▶ Required action:
Read the records below and report each line in which "roof" occurs.

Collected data
>>>

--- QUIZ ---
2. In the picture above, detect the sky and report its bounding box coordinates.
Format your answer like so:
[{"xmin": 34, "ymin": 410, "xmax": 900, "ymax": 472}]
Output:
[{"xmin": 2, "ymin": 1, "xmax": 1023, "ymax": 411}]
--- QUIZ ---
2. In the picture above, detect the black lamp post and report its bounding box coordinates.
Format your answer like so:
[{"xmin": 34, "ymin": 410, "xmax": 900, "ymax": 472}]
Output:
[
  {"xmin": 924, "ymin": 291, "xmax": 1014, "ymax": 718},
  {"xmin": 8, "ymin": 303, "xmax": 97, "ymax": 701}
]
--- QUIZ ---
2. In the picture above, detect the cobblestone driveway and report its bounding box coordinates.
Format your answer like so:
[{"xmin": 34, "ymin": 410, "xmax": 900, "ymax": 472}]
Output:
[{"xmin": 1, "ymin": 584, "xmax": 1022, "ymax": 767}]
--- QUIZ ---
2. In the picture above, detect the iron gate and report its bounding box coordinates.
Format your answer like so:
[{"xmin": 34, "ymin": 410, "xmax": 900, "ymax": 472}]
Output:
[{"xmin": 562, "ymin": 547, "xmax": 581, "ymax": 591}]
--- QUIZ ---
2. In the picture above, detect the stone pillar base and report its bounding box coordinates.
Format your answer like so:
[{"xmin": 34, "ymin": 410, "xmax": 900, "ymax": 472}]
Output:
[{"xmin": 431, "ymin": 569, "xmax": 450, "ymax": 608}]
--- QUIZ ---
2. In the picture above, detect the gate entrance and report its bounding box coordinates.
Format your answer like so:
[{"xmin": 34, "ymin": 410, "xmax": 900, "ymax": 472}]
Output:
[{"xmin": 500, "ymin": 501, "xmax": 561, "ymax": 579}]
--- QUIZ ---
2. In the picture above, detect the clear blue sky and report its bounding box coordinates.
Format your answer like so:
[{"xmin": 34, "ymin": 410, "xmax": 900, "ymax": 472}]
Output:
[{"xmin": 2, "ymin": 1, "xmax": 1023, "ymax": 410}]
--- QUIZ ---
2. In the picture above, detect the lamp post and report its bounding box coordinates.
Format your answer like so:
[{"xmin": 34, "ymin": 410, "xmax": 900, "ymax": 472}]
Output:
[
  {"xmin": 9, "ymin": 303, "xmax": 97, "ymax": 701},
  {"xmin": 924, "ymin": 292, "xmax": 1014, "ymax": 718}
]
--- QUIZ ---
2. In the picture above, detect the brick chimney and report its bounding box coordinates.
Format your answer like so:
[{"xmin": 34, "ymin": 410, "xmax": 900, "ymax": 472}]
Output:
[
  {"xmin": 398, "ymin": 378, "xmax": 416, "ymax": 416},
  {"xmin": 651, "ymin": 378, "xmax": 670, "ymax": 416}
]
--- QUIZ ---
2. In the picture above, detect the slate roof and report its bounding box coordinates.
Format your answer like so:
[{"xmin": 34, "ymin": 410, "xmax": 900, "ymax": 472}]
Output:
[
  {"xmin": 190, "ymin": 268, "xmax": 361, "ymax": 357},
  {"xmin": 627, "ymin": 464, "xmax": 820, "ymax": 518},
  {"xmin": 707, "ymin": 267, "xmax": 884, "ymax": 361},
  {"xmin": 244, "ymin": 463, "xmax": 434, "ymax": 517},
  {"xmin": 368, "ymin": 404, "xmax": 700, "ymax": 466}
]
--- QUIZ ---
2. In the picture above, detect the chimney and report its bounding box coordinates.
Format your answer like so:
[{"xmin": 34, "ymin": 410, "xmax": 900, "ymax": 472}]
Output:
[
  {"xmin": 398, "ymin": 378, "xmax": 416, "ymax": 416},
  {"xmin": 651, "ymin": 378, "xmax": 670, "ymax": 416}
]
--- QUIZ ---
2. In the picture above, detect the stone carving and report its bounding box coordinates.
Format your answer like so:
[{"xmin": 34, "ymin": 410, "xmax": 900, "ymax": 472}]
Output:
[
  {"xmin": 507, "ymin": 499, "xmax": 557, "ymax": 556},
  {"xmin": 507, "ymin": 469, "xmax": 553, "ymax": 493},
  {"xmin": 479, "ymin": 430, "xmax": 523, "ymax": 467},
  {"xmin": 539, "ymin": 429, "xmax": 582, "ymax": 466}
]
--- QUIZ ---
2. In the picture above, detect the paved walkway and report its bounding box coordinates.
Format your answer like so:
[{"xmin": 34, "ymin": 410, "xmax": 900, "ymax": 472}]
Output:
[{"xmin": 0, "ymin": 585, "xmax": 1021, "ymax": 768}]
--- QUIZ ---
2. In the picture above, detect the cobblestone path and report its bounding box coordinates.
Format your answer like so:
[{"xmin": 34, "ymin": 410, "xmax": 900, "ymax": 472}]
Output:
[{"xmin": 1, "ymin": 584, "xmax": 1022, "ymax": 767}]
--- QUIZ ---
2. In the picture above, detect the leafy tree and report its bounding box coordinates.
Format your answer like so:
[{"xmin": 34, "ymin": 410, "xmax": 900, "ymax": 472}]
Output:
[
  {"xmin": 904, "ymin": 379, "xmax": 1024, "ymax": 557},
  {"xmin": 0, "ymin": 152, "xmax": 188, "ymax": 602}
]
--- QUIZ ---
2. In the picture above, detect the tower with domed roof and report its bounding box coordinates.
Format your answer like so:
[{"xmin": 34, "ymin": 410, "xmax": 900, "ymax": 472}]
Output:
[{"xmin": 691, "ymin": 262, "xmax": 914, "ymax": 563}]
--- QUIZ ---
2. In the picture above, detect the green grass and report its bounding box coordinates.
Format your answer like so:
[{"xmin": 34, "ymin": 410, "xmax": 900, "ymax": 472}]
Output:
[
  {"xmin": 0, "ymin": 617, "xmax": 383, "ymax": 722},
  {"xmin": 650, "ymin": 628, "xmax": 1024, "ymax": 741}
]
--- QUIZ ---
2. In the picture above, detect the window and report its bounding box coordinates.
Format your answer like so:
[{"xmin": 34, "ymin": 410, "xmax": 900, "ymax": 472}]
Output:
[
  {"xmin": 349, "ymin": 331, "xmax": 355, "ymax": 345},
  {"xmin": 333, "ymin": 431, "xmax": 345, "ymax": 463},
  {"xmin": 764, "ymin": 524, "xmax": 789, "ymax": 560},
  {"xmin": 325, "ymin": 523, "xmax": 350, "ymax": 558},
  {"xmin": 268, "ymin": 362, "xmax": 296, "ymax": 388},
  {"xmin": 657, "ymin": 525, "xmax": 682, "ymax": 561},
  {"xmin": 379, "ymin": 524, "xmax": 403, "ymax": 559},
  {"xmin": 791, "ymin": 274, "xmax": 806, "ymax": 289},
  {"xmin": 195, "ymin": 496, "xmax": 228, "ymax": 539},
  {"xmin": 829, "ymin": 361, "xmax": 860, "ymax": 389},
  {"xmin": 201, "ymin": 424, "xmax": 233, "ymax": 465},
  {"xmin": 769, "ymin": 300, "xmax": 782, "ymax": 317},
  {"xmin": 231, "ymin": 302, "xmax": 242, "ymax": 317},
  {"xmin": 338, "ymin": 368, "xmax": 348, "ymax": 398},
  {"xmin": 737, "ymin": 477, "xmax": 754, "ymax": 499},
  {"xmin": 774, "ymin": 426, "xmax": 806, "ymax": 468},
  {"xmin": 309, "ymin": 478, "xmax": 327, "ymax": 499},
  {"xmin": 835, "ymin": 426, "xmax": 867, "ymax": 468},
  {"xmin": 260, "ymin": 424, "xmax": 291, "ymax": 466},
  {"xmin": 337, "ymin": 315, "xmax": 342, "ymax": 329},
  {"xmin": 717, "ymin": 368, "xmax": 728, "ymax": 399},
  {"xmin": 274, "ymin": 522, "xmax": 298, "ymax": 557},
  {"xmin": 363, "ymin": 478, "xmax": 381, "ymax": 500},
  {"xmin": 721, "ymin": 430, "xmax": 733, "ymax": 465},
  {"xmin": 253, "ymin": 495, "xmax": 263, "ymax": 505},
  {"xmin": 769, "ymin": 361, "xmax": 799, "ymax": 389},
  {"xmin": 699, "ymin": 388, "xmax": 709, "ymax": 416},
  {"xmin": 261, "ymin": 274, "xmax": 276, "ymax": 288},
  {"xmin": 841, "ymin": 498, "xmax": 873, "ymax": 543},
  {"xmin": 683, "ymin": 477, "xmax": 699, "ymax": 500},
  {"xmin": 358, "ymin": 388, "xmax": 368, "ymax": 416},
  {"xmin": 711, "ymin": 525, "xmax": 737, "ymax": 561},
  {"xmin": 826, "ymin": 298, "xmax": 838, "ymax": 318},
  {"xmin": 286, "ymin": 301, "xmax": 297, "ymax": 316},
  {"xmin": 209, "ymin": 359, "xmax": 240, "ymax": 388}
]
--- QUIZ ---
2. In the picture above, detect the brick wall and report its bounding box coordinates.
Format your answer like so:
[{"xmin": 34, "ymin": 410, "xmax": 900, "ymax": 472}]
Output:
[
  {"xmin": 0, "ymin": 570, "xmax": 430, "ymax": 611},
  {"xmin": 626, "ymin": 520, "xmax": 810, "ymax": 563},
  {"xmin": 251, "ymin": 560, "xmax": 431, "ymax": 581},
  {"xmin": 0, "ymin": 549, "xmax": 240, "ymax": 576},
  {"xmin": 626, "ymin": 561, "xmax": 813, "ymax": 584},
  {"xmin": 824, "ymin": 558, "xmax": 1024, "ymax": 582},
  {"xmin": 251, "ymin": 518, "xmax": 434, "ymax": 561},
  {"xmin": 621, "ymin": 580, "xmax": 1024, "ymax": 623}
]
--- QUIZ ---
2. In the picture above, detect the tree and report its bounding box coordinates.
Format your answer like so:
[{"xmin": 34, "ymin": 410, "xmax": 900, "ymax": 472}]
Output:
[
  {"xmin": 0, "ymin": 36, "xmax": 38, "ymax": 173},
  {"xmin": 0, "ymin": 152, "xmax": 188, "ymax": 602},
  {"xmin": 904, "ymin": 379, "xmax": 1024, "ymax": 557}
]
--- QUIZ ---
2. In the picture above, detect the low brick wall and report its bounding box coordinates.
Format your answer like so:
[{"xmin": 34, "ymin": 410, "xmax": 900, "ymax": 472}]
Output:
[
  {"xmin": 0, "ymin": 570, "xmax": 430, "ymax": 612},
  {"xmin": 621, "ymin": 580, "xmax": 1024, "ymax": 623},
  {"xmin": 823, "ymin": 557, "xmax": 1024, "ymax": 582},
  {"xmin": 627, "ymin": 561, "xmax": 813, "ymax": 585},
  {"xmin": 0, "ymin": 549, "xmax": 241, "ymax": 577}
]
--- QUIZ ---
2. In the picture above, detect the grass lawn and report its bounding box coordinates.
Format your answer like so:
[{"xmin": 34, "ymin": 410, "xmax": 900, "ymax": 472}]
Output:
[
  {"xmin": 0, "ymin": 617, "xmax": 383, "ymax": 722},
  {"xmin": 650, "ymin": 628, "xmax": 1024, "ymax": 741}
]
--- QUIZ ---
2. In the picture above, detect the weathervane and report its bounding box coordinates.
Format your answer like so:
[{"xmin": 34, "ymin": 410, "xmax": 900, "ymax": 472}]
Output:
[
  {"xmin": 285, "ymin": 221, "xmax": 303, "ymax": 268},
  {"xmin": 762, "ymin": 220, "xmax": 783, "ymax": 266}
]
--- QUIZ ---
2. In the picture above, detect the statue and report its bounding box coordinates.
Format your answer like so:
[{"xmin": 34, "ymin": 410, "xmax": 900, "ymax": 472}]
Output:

<<<

▶ Solved problem:
2. In the picture above, detect the slate roof and report its bounding box coordinates.
2. In the picture above, detect the tower with domed roof and report its bounding box coordinates.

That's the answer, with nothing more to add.